Task details —
All entries must be extracted exactly, with nothing added or dropped.

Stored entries
▶

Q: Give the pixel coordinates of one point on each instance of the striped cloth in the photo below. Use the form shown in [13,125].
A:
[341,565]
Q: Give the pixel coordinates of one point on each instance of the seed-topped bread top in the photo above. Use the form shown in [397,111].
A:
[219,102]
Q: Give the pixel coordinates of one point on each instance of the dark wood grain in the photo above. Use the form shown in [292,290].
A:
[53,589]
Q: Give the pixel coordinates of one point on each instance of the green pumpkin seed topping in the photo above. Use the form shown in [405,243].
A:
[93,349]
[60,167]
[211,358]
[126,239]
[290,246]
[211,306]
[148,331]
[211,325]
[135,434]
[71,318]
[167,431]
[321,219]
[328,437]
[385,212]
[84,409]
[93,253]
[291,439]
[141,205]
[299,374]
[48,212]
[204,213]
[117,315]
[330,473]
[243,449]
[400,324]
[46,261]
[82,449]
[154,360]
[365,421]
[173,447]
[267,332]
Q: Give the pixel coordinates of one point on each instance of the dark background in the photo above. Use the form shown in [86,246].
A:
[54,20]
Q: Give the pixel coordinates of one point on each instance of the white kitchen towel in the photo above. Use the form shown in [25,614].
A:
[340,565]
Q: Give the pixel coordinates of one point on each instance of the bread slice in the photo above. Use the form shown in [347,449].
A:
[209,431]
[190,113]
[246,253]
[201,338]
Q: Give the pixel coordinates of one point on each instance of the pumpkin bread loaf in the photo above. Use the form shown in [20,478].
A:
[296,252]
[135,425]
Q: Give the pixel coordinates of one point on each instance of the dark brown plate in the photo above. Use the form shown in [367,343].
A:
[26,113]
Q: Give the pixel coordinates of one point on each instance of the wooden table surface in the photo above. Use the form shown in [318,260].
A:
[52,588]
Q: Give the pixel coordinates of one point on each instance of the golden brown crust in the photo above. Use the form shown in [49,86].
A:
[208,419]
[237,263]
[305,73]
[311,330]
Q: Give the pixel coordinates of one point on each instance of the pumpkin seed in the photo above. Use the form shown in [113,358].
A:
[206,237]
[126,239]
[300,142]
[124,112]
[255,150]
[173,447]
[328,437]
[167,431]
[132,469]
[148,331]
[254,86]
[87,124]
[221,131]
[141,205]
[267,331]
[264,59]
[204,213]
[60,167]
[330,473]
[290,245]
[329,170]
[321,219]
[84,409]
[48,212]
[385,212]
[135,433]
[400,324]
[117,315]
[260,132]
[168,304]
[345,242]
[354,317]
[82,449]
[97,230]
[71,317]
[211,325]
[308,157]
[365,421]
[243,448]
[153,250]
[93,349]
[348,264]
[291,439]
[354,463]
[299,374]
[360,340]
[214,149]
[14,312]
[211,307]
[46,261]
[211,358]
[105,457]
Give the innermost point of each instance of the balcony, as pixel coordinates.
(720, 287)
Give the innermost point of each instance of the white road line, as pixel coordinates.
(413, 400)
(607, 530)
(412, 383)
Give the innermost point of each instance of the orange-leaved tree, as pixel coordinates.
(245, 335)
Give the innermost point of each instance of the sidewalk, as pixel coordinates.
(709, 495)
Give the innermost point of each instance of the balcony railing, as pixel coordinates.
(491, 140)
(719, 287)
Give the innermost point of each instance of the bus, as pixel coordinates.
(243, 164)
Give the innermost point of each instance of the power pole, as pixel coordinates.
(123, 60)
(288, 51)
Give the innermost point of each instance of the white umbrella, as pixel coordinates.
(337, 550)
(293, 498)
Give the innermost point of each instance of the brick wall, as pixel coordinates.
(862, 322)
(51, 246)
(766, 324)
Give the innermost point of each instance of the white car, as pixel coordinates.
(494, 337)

◀

Task output —
Q: Give the pixel coordinates of one point on each instance of the striped cloth in the photo below. Use the form shown in [13,125].
A:
[341,565]
Q: Give the pixel coordinates of one point on each instance of the seed-topped bread top in the photo above. Use the form shown in [397,111].
A:
[219,102]
Q: Give the pixel coordinates of one point on each instance of the dark wood grain in the photo above. Use the form shown in [292,290].
A:
[53,589]
Q: Give the pixel coordinates of one point on each instance of the green pumpkin seed topping in the photo above. Use the form shown in [405,243].
A:
[93,349]
[60,167]
[211,358]
[126,239]
[290,246]
[211,306]
[148,331]
[211,325]
[135,434]
[71,318]
[167,431]
[321,219]
[328,437]
[385,212]
[84,409]
[93,253]
[291,439]
[141,205]
[299,374]
[48,212]
[204,213]
[117,315]
[330,473]
[243,449]
[400,324]
[46,261]
[82,449]
[154,360]
[365,421]
[173,447]
[267,332]
Q: Give the pixel coordinates of one point on each instance of the dark background in the photo above. Use the form shown in [86,246].
A:
[54,20]
Q: Give the pixel coordinates of one point on each instance of the white kitchen towel in the photo above. Use the form shown in [25,614].
A:
[340,565]
Q: Give the pixel coordinates of one point on each instance of the bread slice in the photo above. Use the form shown in [347,449].
A:
[209,431]
[190,113]
[246,253]
[201,338]
Q: Give the pixel coordinates of one point on each instance of the pumpkin bread loaf in the photo above. Use the form shown in [20,478].
A:
[296,252]
[135,425]
Q: Give the pixel coordinates of one point on each instance of the dark brown plate in the photo above. Use the form shown in [367,343].
A:
[26,113]
Q: Give the pixel coordinates of one point on each instance of the wooden table surface in the photo above. Use the form shown in [318,260].
A:
[52,588]
Q: Give the pixel coordinates of one point on each instance of the golden brown crust in the photo above. Use the form shown in [49,86].
A:
[208,419]
[237,263]
[305,73]
[311,330]
Q: Give the pixel coordinates of one point on each instance of the pumpkin seed in the photo above. Use the form shown in [113,358].
A:
[206,237]
[126,239]
[300,142]
[124,112]
[255,150]
[173,447]
[328,437]
[167,431]
[132,469]
[148,331]
[254,86]
[87,124]
[221,131]
[141,205]
[267,331]
[264,59]
[204,213]
[60,167]
[330,473]
[290,245]
[329,170]
[321,219]
[84,409]
[48,212]
[385,212]
[135,433]
[400,324]
[117,315]
[260,132]
[168,304]
[345,242]
[354,317]
[82,449]
[97,230]
[71,317]
[211,325]
[308,157]
[365,421]
[243,448]
[153,250]
[93,349]
[348,264]
[291,439]
[354,463]
[299,374]
[360,340]
[214,149]
[14,312]
[211,307]
[46,261]
[211,358]
[105,457]
Give the innermost point of each instance of the balcony, as pixel coordinates.
(720, 287)
Give the innermost point of each instance of the white road line, as pixel coordinates.
(413, 400)
(607, 530)
(412, 383)
Give the innermost point of each instance of the orange-leaved tree, as pixel coordinates.
(245, 335)
Give the innermost point of each instance of the sidewalk, as pixel coordinates.
(709, 495)
Give the innermost point of each instance of the balcony railing, as pixel coordinates.
(491, 140)
(719, 287)
Give the innermost point of each instance of the bus, as pixel coordinates.
(243, 164)
Give the innermost point of each instance of the power pole, as pixel coordinates.
(123, 60)
(288, 51)
Give the innermost point of each instance of the white umbrella, as pixel coordinates.
(337, 550)
(293, 498)
Give the innermost point of each instance of the brick wall, as pixel coordinates.
(862, 322)
(51, 246)
(766, 324)
Give the innermost point of each instance of the white car, as pixel coordinates.
(494, 337)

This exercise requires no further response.